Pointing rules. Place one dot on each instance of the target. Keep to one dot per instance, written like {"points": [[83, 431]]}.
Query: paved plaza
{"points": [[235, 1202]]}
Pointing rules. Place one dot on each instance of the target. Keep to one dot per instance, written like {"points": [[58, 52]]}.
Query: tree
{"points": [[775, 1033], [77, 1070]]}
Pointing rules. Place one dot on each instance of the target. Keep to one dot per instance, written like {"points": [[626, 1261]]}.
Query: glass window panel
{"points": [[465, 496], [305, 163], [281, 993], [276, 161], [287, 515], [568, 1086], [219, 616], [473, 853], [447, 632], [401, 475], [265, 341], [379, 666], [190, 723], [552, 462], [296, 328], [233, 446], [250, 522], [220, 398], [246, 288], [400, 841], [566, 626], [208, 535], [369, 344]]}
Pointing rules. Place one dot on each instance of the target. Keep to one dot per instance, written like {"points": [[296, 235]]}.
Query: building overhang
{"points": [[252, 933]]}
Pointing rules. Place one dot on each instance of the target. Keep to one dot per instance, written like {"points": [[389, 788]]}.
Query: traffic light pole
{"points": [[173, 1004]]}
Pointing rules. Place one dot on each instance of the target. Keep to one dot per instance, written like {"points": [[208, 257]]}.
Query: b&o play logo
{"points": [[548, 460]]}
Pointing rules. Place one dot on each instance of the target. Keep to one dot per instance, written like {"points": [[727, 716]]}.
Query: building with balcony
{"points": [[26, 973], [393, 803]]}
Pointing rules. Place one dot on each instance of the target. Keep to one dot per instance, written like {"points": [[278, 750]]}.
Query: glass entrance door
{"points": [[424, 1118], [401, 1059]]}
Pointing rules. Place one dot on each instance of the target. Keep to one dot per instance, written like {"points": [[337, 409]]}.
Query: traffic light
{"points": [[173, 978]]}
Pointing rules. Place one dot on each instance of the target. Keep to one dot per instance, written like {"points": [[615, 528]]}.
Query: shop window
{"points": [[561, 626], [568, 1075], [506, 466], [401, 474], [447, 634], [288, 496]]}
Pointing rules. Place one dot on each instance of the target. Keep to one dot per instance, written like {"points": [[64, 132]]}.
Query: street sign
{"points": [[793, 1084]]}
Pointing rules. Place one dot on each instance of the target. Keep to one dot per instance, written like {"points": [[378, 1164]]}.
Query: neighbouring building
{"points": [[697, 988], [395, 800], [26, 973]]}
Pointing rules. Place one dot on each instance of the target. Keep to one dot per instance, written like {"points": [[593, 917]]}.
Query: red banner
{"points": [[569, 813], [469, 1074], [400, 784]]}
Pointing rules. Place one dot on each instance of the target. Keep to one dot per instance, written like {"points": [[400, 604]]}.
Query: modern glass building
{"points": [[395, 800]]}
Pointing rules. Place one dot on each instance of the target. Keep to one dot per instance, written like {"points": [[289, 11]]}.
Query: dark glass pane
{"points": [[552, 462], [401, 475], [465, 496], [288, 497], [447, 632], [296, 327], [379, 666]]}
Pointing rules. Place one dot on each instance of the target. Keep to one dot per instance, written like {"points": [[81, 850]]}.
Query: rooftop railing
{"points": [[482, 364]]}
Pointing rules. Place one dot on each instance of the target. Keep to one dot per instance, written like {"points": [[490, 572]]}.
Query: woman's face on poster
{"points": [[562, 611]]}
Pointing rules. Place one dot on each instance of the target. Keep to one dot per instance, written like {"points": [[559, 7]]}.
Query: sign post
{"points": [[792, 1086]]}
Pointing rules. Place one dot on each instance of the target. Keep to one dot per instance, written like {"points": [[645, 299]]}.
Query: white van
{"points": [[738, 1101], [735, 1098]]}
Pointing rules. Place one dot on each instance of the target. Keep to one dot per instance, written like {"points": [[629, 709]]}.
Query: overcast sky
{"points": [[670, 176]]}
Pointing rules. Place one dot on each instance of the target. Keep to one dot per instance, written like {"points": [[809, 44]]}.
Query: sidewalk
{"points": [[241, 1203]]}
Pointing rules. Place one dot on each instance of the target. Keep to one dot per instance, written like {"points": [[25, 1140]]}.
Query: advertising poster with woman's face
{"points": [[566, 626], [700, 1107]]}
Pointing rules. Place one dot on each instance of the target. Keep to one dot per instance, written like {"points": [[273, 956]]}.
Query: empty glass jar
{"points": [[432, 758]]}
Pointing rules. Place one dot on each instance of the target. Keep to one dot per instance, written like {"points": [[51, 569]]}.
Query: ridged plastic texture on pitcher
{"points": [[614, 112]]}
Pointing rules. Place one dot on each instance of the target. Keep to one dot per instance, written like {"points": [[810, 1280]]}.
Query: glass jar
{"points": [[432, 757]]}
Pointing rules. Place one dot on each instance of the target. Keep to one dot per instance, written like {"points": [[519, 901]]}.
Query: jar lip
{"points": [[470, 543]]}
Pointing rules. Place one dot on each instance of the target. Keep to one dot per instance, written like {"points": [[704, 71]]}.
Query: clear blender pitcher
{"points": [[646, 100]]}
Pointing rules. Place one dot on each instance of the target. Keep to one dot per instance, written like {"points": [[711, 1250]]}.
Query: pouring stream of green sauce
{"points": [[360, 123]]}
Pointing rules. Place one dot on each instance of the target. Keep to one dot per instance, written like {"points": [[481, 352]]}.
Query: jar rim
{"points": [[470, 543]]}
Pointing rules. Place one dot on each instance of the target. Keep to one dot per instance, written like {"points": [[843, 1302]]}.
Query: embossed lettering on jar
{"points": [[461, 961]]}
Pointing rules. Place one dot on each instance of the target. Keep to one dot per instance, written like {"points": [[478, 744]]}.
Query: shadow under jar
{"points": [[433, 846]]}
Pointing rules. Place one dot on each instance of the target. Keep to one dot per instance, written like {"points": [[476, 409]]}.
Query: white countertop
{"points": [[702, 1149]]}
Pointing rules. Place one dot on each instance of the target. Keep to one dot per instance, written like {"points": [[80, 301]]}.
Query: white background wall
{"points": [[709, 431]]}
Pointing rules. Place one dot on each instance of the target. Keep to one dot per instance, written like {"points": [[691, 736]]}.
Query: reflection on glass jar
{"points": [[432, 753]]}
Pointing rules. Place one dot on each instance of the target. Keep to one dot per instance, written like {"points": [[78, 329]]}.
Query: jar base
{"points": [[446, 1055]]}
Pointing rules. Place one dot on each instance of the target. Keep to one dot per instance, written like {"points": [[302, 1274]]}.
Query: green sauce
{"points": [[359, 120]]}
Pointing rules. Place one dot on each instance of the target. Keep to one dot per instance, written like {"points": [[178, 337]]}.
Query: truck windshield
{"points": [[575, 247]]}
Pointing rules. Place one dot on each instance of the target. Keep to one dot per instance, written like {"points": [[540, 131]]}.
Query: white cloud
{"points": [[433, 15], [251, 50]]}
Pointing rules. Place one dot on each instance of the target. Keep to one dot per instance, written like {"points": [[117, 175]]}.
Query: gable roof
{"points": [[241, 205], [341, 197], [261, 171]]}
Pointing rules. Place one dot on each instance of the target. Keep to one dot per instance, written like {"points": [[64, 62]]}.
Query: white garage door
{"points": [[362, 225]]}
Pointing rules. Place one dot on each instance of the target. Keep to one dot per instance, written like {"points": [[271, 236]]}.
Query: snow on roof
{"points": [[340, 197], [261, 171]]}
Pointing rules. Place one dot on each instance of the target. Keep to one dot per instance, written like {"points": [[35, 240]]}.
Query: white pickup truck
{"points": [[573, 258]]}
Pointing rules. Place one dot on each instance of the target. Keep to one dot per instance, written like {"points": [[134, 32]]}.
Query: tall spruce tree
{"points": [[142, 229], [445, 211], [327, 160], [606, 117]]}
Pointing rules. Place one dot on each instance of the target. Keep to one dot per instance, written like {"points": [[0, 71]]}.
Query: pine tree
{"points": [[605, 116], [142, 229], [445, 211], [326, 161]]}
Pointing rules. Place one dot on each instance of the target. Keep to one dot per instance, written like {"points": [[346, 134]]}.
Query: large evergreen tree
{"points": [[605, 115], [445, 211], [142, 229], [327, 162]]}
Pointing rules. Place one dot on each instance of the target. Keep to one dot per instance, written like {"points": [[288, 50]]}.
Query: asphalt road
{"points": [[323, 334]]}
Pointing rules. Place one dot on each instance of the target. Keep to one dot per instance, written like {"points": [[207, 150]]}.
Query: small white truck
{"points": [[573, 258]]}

■ **Goal**
Gather every line in the rows above that contains the word "truck", matching case exactly.

■ **In response**
Query: truck windshield
Query: white pickup truck
Query: small white truck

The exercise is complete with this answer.